What you should do:
Please copy out the records, unchanged, from the line containing "Find the reflection of lamppost" through the line containing "105, 158, 155, 168", including both of those lines.

--- start of Entries supplied ---

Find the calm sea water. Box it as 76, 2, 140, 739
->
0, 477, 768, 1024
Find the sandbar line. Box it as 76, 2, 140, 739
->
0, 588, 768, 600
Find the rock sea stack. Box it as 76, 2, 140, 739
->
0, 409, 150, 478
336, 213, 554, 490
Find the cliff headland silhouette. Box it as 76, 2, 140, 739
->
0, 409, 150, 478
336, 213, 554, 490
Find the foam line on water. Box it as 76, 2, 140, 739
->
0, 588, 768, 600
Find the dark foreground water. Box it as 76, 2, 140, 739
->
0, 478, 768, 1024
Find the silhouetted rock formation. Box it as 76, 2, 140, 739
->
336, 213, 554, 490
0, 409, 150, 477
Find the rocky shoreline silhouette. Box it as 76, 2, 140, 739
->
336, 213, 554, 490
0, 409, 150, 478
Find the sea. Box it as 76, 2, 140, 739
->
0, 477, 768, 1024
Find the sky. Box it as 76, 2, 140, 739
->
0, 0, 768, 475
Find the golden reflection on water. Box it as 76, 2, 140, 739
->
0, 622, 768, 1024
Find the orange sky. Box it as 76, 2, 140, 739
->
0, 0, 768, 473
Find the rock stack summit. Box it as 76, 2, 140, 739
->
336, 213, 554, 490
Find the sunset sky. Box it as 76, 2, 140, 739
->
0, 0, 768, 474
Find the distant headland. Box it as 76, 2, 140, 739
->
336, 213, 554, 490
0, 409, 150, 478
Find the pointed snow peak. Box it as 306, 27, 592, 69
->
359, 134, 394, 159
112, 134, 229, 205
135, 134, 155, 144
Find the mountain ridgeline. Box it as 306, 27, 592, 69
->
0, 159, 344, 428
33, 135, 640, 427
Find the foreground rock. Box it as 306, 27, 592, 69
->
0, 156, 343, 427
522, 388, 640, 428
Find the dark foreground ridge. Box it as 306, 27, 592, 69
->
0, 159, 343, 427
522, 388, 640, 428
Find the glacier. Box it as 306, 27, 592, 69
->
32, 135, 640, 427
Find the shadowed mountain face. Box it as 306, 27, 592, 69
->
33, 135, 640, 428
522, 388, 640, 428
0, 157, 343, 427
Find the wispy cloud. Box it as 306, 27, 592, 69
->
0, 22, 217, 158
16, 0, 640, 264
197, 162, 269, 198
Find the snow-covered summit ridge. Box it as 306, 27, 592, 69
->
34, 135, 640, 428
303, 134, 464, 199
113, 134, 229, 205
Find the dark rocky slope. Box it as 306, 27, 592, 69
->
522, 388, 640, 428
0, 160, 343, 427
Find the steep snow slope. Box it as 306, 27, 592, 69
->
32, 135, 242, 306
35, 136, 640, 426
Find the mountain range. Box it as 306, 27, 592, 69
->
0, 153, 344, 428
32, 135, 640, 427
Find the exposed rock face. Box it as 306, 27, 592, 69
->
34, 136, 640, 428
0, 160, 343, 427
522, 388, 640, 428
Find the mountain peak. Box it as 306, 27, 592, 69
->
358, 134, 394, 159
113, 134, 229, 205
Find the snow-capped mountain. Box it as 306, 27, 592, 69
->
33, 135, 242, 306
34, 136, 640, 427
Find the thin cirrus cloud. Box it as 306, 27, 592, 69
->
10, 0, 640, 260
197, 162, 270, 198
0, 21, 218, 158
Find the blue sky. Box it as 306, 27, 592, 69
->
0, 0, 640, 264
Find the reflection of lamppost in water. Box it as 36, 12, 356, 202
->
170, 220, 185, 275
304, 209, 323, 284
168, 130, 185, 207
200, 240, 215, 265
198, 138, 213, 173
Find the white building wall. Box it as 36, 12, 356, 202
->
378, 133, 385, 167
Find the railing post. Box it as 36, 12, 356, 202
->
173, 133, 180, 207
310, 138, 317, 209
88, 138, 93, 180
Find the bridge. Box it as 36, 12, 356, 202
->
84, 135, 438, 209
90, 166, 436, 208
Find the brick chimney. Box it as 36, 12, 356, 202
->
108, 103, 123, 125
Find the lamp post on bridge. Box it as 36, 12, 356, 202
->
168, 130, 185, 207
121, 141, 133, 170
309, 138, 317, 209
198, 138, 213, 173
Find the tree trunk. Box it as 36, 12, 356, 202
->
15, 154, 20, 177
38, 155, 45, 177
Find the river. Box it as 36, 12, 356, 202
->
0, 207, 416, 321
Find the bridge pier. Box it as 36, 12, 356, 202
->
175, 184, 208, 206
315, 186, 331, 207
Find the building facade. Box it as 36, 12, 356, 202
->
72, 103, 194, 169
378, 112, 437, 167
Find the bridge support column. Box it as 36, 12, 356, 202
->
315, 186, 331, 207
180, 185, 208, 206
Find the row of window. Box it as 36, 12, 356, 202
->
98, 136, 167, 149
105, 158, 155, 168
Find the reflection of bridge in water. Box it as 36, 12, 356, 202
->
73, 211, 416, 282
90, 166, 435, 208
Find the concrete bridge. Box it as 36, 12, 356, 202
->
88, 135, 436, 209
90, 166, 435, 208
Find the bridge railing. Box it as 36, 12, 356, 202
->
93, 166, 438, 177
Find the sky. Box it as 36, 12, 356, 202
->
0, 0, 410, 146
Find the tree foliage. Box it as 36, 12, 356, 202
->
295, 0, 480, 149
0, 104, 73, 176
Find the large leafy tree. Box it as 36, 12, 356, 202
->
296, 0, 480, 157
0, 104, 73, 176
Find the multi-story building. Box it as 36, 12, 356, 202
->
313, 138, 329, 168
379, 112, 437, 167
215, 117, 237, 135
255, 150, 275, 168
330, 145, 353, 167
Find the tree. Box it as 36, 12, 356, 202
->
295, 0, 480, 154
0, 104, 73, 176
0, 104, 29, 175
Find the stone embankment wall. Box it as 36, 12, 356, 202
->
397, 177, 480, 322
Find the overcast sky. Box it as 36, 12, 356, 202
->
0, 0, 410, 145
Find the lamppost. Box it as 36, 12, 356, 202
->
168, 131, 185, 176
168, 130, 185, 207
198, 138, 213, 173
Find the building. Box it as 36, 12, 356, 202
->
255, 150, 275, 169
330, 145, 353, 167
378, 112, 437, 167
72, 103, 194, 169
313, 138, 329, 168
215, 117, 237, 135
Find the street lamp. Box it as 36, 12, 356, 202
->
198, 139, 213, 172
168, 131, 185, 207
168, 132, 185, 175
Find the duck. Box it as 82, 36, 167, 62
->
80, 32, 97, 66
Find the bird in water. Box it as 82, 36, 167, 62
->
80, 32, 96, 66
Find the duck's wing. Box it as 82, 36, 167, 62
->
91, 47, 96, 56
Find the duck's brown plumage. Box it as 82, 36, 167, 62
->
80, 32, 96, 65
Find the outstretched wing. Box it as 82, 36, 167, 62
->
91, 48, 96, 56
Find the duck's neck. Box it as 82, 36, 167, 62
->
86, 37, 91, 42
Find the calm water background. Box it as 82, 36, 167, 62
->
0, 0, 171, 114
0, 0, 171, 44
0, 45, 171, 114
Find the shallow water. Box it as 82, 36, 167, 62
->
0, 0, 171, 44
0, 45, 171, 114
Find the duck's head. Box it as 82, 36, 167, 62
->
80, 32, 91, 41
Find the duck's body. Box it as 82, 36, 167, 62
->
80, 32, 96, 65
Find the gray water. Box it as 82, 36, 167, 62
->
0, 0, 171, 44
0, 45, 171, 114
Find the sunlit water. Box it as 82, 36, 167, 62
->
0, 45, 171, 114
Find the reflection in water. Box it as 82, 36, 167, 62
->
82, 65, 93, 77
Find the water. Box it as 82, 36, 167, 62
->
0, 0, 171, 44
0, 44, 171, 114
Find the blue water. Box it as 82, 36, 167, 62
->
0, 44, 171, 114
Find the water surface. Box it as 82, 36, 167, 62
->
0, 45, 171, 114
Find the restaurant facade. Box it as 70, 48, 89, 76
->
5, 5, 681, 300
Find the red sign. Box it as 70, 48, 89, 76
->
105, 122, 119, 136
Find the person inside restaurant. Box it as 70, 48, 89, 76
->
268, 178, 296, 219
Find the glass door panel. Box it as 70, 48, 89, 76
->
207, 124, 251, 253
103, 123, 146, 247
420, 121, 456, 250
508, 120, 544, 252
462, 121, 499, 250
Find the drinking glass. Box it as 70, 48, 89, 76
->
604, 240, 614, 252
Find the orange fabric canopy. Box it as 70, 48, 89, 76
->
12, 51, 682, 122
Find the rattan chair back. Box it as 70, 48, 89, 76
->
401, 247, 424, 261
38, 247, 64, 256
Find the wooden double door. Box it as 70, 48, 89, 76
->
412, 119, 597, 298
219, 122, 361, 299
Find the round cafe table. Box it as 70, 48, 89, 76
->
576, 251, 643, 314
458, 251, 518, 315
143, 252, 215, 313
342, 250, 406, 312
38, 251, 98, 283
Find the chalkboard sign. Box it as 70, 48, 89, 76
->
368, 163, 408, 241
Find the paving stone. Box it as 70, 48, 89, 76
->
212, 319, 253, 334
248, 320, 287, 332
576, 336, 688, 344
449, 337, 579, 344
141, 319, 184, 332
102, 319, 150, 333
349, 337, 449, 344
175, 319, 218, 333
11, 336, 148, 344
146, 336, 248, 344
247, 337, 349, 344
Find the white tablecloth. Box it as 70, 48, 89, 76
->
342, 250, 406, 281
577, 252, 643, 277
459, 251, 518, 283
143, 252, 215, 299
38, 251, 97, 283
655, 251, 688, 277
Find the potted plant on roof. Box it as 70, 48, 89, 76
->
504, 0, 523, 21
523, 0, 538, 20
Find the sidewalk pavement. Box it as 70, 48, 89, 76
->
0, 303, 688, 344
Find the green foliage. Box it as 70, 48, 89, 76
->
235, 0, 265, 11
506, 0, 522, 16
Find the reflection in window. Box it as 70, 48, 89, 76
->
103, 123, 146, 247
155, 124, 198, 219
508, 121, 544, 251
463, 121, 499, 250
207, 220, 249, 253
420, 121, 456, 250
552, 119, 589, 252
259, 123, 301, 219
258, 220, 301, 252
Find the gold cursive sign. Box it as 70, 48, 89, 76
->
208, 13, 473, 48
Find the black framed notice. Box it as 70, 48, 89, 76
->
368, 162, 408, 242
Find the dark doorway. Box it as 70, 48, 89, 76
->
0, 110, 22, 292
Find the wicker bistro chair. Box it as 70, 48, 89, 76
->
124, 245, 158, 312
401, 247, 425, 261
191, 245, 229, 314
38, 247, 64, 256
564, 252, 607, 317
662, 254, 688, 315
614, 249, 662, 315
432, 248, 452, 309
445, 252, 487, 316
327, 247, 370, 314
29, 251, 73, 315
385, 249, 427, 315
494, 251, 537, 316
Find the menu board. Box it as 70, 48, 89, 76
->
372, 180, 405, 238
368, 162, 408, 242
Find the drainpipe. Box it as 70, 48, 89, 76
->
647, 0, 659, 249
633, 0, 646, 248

--- end of Entries supplied ---

Task result:
Find the reflection of lamppost in water. Box it as 36, 12, 356, 202
->
170, 220, 185, 275
304, 209, 323, 284
168, 130, 185, 207
200, 240, 215, 265
198, 138, 213, 173
Find the white building wall. Box it as 36, 12, 356, 202
->
378, 133, 385, 167
Find the railing post. Box it as 36, 12, 356, 202
->
173, 133, 180, 207
310, 138, 317, 209
88, 138, 93, 180
Find the bridge. Box it as 36, 12, 356, 202
->
84, 135, 438, 209
90, 166, 436, 208
Find the brick chimney. Box it as 36, 12, 356, 202
->
108, 103, 123, 125
Find the lamp post on bridge. Box it as 36, 12, 356, 202
->
168, 130, 185, 207
121, 141, 133, 170
309, 138, 317, 209
198, 138, 213, 173
Find the tree trunk. Box it as 36, 12, 356, 202
->
15, 154, 20, 177
38, 155, 45, 177
Find the river. Box it as 36, 12, 356, 202
->
0, 207, 416, 321
Find the bridge pier. Box it as 36, 12, 356, 202
->
175, 184, 208, 206
315, 186, 331, 207
Find the building facade. Box it as 36, 12, 356, 202
->
72, 103, 194, 169
378, 112, 437, 167
Find the bridge support column. Box it as 36, 12, 356, 202
->
315, 186, 331, 207
180, 185, 208, 206
Find the row of window. Box it as 36, 12, 356, 202
->
98, 136, 167, 149
105, 158, 155, 168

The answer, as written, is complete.